_Records from a collection_.
----

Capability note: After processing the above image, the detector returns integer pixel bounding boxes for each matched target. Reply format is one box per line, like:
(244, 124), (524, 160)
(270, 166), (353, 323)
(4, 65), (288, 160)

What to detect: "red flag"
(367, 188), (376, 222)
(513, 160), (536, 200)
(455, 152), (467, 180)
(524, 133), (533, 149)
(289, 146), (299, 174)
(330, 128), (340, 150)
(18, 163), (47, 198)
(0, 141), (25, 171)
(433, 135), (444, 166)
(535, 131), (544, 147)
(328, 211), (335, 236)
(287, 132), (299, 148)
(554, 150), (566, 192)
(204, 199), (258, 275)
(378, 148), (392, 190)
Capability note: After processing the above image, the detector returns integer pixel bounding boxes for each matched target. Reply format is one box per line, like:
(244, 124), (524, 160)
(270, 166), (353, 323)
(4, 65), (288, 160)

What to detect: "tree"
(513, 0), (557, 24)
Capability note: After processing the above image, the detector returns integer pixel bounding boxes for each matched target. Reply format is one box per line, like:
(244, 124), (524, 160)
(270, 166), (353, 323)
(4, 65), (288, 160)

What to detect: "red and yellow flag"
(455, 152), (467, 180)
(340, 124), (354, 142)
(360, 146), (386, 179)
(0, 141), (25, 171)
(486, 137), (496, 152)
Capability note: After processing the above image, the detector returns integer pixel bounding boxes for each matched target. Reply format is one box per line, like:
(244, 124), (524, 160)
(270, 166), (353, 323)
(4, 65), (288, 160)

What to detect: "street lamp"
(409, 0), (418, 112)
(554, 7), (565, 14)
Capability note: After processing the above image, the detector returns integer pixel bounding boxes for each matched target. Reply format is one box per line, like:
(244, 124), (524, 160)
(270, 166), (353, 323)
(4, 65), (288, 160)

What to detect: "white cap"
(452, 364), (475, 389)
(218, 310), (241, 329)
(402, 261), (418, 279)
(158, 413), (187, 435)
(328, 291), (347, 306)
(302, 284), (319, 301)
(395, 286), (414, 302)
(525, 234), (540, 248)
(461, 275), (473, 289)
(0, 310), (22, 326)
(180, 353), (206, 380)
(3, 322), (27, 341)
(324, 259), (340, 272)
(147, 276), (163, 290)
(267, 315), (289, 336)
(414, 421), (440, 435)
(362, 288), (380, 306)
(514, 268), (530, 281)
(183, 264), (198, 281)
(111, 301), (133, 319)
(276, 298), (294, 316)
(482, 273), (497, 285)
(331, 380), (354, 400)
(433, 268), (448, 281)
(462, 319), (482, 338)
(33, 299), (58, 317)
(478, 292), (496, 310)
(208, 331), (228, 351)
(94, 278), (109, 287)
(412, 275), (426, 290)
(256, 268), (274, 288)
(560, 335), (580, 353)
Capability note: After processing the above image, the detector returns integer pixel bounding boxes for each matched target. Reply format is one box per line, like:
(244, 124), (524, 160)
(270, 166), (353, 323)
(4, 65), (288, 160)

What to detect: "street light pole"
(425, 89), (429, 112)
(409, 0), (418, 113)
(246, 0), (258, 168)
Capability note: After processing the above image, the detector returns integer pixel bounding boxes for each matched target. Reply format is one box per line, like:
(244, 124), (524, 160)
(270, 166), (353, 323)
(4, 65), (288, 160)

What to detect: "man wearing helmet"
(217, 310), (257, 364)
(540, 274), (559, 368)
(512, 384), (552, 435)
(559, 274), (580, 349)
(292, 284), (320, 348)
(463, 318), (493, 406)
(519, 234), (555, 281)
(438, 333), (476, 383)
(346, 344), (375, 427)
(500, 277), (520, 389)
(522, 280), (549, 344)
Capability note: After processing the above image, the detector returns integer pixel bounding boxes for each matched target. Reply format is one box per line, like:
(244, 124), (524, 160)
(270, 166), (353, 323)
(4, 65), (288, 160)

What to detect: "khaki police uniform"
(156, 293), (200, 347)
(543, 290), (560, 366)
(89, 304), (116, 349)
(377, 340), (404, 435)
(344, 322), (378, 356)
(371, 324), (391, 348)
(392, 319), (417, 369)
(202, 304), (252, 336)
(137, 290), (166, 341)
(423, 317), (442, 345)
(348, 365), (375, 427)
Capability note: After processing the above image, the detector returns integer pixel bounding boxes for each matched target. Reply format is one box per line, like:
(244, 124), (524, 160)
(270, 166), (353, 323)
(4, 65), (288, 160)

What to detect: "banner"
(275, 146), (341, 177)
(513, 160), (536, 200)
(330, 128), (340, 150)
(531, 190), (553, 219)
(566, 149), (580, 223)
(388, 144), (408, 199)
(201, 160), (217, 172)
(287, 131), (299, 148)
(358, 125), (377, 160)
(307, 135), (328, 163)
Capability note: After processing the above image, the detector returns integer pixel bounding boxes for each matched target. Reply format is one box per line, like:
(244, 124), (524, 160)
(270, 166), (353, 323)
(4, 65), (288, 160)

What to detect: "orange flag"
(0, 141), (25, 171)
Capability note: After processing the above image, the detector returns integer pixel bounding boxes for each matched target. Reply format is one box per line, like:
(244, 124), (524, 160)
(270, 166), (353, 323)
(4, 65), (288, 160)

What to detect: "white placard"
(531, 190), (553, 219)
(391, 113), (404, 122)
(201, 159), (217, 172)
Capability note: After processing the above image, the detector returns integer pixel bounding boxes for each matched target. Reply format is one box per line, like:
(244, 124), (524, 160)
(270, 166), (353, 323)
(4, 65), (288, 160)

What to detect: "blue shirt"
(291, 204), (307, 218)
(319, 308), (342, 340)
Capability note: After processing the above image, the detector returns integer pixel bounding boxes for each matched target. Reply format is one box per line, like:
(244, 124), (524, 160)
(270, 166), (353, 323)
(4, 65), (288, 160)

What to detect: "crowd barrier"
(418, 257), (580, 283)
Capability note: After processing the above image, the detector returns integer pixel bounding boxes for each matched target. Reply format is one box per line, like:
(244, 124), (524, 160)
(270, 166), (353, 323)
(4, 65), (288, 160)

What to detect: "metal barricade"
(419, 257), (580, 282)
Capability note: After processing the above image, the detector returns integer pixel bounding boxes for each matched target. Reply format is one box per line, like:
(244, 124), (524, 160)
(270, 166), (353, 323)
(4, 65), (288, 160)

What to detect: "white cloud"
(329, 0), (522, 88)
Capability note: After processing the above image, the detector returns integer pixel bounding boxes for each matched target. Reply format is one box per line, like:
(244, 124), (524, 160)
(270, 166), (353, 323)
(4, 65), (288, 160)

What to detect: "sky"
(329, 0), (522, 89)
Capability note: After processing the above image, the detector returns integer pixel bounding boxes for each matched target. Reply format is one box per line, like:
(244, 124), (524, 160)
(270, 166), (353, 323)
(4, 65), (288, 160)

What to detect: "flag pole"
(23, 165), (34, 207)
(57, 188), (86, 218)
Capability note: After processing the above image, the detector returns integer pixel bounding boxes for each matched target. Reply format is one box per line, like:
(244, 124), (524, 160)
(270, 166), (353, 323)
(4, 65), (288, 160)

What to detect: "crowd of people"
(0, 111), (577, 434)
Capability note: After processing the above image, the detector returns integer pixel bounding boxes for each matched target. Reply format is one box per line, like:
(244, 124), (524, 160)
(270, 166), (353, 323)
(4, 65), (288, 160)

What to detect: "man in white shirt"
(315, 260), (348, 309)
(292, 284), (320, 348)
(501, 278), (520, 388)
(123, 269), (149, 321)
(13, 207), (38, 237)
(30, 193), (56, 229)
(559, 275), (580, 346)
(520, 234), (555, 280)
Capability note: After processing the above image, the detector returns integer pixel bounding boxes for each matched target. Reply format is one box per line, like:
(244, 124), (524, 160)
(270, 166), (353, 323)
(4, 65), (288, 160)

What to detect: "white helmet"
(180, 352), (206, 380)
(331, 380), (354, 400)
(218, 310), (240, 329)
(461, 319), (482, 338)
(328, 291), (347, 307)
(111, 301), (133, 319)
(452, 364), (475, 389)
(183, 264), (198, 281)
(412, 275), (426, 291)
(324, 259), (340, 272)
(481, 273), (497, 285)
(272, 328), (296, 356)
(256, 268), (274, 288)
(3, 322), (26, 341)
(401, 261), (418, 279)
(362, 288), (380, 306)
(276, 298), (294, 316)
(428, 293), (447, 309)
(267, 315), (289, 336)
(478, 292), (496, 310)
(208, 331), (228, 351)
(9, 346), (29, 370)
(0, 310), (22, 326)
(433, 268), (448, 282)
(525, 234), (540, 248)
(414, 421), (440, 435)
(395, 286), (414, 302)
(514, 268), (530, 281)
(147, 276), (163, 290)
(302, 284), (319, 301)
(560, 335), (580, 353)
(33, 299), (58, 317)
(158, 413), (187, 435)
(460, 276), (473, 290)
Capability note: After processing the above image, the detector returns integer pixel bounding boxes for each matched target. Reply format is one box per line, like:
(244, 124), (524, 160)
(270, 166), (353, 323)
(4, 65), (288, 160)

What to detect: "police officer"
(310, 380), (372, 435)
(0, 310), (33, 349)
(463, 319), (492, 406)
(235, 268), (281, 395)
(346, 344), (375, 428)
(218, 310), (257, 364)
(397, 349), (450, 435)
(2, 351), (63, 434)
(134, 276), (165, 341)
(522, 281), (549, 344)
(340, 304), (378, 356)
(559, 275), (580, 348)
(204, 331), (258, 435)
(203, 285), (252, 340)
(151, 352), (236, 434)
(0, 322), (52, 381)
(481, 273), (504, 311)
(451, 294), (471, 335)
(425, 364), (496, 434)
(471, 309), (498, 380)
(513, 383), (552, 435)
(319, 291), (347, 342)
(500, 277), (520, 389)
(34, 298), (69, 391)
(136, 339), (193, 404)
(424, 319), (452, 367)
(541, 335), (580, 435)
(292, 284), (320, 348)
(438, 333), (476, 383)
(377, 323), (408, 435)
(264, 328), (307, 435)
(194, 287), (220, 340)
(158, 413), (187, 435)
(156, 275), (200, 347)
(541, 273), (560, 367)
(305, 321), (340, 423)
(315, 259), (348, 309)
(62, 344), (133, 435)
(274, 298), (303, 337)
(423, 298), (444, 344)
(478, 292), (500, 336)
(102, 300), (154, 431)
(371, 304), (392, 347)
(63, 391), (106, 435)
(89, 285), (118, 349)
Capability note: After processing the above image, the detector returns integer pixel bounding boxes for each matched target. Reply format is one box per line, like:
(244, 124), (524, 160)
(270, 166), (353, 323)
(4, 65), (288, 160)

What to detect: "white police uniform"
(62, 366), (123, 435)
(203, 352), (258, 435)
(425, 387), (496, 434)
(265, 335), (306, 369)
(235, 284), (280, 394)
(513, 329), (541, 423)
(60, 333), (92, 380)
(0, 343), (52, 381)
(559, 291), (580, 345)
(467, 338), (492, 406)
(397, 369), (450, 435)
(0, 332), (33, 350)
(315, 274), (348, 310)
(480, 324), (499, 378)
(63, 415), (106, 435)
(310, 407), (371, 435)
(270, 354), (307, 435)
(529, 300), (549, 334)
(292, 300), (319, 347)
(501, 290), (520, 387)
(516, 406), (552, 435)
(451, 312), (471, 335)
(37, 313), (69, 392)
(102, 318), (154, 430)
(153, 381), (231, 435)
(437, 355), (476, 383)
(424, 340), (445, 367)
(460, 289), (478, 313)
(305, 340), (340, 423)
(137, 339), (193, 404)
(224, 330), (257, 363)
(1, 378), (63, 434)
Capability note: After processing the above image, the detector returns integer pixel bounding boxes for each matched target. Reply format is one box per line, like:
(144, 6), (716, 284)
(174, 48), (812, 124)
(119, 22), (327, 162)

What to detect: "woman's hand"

----

_WHAT YOU NEED TO DO_.
Return only the lines running from the line with "(174, 48), (812, 124)" to the last line of the records, both included, exactly as written.

_ANSWER FOR THIS EXERCISE_.
(174, 48), (812, 124)
(119, 22), (327, 162)

What to detect: "woman's hand"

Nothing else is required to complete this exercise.